## [Records shown]
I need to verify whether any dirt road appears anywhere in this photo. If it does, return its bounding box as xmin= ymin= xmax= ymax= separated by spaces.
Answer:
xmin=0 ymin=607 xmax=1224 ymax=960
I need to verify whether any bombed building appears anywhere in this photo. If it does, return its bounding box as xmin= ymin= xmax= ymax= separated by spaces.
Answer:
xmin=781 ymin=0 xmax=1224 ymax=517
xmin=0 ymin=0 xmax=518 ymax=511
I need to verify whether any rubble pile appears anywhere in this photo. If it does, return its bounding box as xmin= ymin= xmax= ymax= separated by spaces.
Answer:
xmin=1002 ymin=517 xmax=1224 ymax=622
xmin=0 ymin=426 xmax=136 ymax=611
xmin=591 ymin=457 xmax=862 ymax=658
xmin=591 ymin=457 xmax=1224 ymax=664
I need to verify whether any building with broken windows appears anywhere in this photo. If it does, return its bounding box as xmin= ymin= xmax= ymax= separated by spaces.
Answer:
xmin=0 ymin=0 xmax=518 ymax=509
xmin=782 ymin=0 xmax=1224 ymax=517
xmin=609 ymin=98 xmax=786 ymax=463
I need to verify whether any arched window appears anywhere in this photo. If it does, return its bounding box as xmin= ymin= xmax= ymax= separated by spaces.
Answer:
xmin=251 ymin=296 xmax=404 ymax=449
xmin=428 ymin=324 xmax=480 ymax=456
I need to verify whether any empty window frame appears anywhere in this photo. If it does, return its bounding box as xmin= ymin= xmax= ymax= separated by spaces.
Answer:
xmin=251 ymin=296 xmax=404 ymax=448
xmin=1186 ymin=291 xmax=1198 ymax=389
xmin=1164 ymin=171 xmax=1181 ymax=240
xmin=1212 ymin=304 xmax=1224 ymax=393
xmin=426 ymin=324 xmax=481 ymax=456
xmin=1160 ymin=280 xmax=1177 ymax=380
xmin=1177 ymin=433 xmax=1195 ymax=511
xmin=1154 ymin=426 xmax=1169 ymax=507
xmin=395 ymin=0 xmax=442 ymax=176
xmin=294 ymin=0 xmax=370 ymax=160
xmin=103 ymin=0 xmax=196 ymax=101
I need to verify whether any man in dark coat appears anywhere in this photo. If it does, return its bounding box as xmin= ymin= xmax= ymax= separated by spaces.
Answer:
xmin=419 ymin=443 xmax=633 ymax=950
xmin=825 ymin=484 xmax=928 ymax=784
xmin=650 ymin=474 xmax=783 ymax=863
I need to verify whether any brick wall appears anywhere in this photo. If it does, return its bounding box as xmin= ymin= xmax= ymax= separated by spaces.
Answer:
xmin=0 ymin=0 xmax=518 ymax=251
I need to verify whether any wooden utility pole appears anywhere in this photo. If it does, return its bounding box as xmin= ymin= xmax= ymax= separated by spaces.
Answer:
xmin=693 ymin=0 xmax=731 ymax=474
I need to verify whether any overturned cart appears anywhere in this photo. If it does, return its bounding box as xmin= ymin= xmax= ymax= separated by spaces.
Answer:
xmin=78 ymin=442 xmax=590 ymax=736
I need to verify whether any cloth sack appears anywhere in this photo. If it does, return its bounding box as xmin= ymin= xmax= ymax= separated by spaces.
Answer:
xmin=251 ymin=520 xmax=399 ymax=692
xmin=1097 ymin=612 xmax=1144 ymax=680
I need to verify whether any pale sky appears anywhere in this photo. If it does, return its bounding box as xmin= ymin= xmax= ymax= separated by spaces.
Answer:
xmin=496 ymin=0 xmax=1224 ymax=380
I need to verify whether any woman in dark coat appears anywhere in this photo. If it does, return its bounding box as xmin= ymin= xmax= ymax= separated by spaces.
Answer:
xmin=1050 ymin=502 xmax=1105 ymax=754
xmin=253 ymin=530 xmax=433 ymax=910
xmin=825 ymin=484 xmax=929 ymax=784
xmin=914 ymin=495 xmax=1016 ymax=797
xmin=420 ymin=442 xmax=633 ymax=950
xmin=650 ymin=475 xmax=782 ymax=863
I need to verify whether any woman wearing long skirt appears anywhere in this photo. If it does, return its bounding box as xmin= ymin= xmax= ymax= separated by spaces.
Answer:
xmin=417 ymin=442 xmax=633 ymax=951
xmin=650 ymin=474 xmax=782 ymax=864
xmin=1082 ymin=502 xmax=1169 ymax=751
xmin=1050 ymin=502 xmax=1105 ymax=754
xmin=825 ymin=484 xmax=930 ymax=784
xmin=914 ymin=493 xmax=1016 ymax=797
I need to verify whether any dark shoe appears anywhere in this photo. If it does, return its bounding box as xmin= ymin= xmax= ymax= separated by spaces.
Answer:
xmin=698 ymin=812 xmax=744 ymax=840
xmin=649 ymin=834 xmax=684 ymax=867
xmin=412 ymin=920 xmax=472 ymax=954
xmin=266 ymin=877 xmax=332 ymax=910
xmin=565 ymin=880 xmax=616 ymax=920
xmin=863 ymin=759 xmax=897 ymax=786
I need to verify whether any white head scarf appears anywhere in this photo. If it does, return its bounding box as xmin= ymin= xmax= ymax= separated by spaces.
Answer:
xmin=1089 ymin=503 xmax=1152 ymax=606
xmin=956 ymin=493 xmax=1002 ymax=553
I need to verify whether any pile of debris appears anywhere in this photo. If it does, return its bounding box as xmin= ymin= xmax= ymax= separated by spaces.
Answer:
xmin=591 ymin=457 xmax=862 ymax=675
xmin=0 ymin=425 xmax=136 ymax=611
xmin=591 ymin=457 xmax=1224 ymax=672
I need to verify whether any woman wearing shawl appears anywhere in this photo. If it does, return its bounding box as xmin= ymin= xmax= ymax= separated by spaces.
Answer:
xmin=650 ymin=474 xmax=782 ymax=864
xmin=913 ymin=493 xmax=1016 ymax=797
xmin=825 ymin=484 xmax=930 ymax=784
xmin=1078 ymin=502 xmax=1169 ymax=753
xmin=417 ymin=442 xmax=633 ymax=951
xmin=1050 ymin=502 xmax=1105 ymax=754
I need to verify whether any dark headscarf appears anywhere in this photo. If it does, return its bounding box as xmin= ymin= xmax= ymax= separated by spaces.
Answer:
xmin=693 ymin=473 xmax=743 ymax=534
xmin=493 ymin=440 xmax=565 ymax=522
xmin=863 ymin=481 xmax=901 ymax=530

## [Required task]
Format the part of the material that opens with the line containing "I need to verify whether any arched" and closes with the line containing "xmin=103 ymin=0 xmax=196 ymax=101" as a Markdown table. Use the columns Row and Line, give each line a row number, and leave out any blank lines.

## [Problem solution]
| Row | Line |
|---|---|
| 1 | I need to verify whether any arched window appears anywhere in this photo. If it does, return its bounding box as xmin= ymin= xmax= ymax= separated by spaces. |
| 2 | Answer: |
| 3 | xmin=251 ymin=296 xmax=404 ymax=449 |
| 4 | xmin=428 ymin=324 xmax=480 ymax=456 |
| 5 | I need to verify whether any empty window frame appears anywhere in this photo. If it does, return its bounding box as xmin= ymin= xmax= ymax= separated by spaces. |
| 6 | Answer: |
| 7 | xmin=251 ymin=296 xmax=404 ymax=448 |
| 8 | xmin=1186 ymin=291 xmax=1198 ymax=389 |
| 9 | xmin=1164 ymin=171 xmax=1181 ymax=240 |
| 10 | xmin=1212 ymin=304 xmax=1224 ymax=393 |
| 11 | xmin=426 ymin=324 xmax=481 ymax=456 |
| 12 | xmin=1160 ymin=280 xmax=1177 ymax=380 |
| 13 | xmin=1177 ymin=433 xmax=1195 ymax=511 |
| 14 | xmin=1154 ymin=426 xmax=1169 ymax=507 |
| 15 | xmin=395 ymin=0 xmax=442 ymax=176 |
| 16 | xmin=294 ymin=0 xmax=370 ymax=160 |
| 17 | xmin=103 ymin=0 xmax=196 ymax=101 |